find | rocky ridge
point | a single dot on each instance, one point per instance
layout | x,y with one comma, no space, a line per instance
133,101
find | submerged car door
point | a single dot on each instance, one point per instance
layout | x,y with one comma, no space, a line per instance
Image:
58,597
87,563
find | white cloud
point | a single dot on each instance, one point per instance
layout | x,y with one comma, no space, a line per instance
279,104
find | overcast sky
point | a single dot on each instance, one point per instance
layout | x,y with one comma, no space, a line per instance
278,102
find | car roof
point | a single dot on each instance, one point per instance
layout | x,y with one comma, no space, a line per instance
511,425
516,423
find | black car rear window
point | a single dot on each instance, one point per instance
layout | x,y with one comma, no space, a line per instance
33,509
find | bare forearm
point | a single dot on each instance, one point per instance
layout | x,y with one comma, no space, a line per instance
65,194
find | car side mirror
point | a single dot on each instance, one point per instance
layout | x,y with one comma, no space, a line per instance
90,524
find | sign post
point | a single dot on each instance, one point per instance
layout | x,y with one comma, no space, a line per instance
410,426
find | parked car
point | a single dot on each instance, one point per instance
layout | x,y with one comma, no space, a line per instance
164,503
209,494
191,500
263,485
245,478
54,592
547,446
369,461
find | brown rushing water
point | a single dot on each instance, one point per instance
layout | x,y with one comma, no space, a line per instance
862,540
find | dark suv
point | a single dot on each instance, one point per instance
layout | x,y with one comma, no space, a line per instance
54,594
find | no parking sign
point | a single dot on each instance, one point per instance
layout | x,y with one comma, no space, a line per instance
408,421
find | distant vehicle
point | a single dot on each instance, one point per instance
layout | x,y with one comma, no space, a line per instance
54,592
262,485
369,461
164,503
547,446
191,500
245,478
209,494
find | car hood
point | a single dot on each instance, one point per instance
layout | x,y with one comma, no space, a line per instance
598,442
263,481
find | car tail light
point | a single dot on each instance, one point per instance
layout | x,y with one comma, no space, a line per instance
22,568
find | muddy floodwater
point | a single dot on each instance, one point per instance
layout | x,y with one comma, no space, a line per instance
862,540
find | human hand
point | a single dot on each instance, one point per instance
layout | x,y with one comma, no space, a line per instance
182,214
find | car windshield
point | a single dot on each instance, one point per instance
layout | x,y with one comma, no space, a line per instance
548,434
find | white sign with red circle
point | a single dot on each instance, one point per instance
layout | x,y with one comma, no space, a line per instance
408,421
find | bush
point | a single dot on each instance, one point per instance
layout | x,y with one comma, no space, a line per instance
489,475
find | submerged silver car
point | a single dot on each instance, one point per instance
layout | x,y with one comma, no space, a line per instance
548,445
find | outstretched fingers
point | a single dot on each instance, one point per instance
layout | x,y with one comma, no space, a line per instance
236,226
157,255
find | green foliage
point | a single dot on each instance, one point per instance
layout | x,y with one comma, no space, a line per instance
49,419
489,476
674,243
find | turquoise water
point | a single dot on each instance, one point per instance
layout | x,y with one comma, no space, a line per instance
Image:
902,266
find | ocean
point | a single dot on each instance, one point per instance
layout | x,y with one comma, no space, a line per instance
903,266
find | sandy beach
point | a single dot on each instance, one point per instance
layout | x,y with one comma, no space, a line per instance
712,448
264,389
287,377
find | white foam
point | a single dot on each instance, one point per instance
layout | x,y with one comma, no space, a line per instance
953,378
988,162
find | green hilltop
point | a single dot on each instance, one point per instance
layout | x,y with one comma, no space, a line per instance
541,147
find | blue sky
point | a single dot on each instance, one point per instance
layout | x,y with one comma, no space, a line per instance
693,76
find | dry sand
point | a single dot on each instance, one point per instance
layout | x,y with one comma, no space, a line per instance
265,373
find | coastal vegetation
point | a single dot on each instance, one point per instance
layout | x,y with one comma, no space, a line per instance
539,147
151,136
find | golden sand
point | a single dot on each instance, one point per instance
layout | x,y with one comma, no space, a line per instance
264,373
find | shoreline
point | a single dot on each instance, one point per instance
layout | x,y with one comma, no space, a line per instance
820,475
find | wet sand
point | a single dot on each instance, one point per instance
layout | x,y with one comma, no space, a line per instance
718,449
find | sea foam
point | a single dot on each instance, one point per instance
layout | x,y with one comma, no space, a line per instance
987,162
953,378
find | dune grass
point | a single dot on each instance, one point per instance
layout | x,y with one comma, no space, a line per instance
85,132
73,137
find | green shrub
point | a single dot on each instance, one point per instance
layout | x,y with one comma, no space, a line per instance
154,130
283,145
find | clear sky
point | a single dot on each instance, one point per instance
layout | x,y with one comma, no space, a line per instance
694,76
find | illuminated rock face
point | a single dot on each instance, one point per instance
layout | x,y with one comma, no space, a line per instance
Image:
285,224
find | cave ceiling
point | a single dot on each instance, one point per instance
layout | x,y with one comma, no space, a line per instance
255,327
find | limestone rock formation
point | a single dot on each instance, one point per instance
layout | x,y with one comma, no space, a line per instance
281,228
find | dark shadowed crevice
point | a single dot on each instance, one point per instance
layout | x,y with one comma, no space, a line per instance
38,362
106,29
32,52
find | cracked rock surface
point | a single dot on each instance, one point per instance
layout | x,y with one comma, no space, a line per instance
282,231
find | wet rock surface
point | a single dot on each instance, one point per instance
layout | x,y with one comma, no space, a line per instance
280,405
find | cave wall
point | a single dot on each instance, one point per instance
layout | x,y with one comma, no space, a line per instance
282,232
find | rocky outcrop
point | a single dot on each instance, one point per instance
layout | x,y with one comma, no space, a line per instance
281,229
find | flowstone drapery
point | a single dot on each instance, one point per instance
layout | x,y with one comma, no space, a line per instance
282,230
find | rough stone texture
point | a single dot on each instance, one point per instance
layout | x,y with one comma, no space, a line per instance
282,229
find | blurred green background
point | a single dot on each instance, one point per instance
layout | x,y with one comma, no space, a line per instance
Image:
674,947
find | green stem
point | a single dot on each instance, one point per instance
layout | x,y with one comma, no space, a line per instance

#### Aim:
Update all the rows above by replacing "a line per instance" with "one line per instance" wherever it appears, changing nothing else.

#### Full solution:
find | rocky ridge
point | a single dot on each instance, one point per instance
layout | x,y with one comma, no space, one line per instance
133,101
find | submerged car door
point | a single dot on each instance, one point per instance
layout | x,y with one comma, no space, one line per instance
Image:
58,597
87,563
find | white cloud
point | a single dot on each instance, one point per instance
layout | x,y with one comma, no space, one line per instance
279,104
find | overcast sky
point | a single dot on each instance, one point per instance
layout | x,y with one comma, no space, one line per instance
278,102
find | car roof
point | a single dot on each instance, one point per instance
layout | x,y with one comma, no space, one line per instance
511,425
516,423
find | black car rear window
point | a single dot on each instance, one point per instance
layout | x,y with one comma, no space, one line per instance
33,509
find | bare forearm
point | a single dot on each instance, one point per instance
layout | x,y with one comma, no space, one line per instance
65,194
find | car side mirror
point | a single dot on each instance, one point per instance
layout | x,y with one comma, no space, one line per instance
90,524
find | sign post
point | a single dot on each instance, one point per instance
layout | x,y with one comma, no space, one line per instance
410,426
find | parked car
point | a single dot on each instance, one point per instance
layout | x,y with one comma, no space, one line per instance
164,503
209,494
191,500
263,485
245,478
54,592
547,446
369,461
find | brown rushing water
point | a single dot on each instance, one point per instance
layout | x,y with one comma, no space, one line per instance
862,540
find | dark suv
point | a single dot on each instance, one point per instance
layout | x,y with one comma, no space, one line per instance
54,594
find | no parking sign
point | a single dot on each instance, one point per instance
layout | x,y with one comma, no space, one line per instance
408,421
find | distant vehicle
point | a single dot on each instance, one point per instance
layout | x,y with one comma, no space, one line per instance
54,592
262,485
369,461
164,503
547,446
191,500
245,478
209,494
find | car hood
point | a single dot on each instance, one point per instance
layout | x,y with one comma, no space, one line per instance
598,442
263,481
find | car tail light
point | a single dot on each instance, one point per instance
layout | x,y with one comma, no space, one line per instance
22,568
find | muddy floodwater
point | a single dot on each instance, one point per instance
layout | x,y with one comma, no space, one line per instance
862,540
find | human hand
point | a single dot on each instance, one point per instance
layout | x,y with one comma, no space, one line per instance
182,214
find | car windshield
point | a single dot on each instance, one point per instance
layout | x,y with one comma, no space, one line per instance
548,434
find | white sign with red circle
point | a single dot on each instance, one point per instance
layout | x,y with one comma, no space, one line per instance
408,421
find | bush
point | a single dot on each instance, one point per instance
layout | x,y with one comma, no space, one line per instance
489,475
find | submerged silver car
point | a single dot on each instance, one point per instance
layout | x,y with one comma, no space, one line per instance
548,445
find | outstretched fingers
point | a single dot on each instance, one point per instance
layout | x,y with one comma, no space, one line per instance
236,226
157,255
find | green foliage
point | a single dot on each instance, one point per instance
layout | x,y with one comma, no space, one line per instance
49,419
489,476
674,243
find | turquoise water
point | a single dot on each instance, one point per instance
layout | x,y with one comma, no space, one line per instance
Image:
902,266
find | ocean
point | a single dot on each instance, one point per instance
layout | x,y with one comma, no space, one line per instance
903,266
find | sandy beach
point | a single dot on each instance, one point per instance
layout | x,y with one comma, no space, one line per instance
712,448
264,389
287,377
find | white foam
point | a single dot on each instance, one point per instance
layout | x,y with one comma, no space, one line per instance
953,378
988,162
find | green hilltop
point | a single dot on each instance, one point per instance
layout | x,y with one comma, no space, one line per instance
541,147
find | blue sky
point | a single dot on each instance, one point per instance
layout | x,y with one comma, no space, one line per instance
693,76
find | dry sand
point | a single dot on each instance, one point per instance
layout | x,y with one comma, no space, one line per instance
265,373
find | coastal vegetation
point | a single dot on each instance, one point per instance
layout | x,y with one comma, no space, one line per instance
539,147
151,136
find | golden sand
point | a single dot on each instance, one point per instance
layout | x,y with one comma, no space, one line per instance
264,373
find | shoreline
point | a single dot on each instance, one point per instance
layout | x,y with one comma, no space, one line per instance
820,475
find | wet sand
point | a single dot on each instance, one point per instance
layout | x,y with one comma, no space, one line per instance
718,449
find | sea foam
point | a single dot on each instance, one point per instance
layout | x,y with one comma, no space, one line per instance
987,162
953,378
find | dune grass
point | a single dot on each instance, one point per instance
layout | x,y with one comma, no space, one line per instance
85,132
73,137
find | green shrub
point | a single dot on each instance, one point per instance
layout | x,y with one comma, no space, one line per instance
154,130
283,145
find | clear sky
point | a single dot on each instance, one point per instance
layout | x,y with one comma, no space, one line per instance
694,76
find | illuminated rock face
point | a single dot on each instance, one point per instance
layout | x,y with one comma, no space, one line per instance
Image:
285,224
find | cave ceiling
point | a single dot on each instance, one point per instance
layout | x,y with one comma, no space, one line per instance
255,327
find | limestone rock formation
point | a single dot on each instance, one point per instance
layout | x,y with one comma, no space, one line per instance
281,228
find | dark shadowed crevice
point | a single dot on each instance, one point per instance
layout | x,y with one comma, no space, one line per instance
38,362
106,29
32,52
find | cracked rock surface
point | a single dot on each instance, one point per instance
layout | x,y with one comma, no space, one line per instance
282,231
find | wet rock surface
point | a single dot on each instance, one point per instance
layout | x,y with one comma, no space, one line per instance
280,405
find | cave wall
point | a single dot on each instance, one point per instance
layout | x,y with one comma, no space, one line per instance
282,232
find | rocky outcrop
point | a single dot on each instance, one point per instance
layout | x,y with one comma, no space, one line per instance
281,229
find | flowstone drapery
point | a single dot on each instance, one point per instance
layout | x,y with one comma, no space, one line per instance
282,230
find | rough stone texture
point | a single dot on each instance, one point per instance
layout | x,y with one comma, no space, one line per instance
282,229
find | blurred green background
point | a single dot on each instance, one point per instance
layout | x,y with one comma, no space, one line per instance
Image:
674,947
find | green stem
point | a single dot on each instance, one point per instance
layout | x,y with one comma, no space, one line per instance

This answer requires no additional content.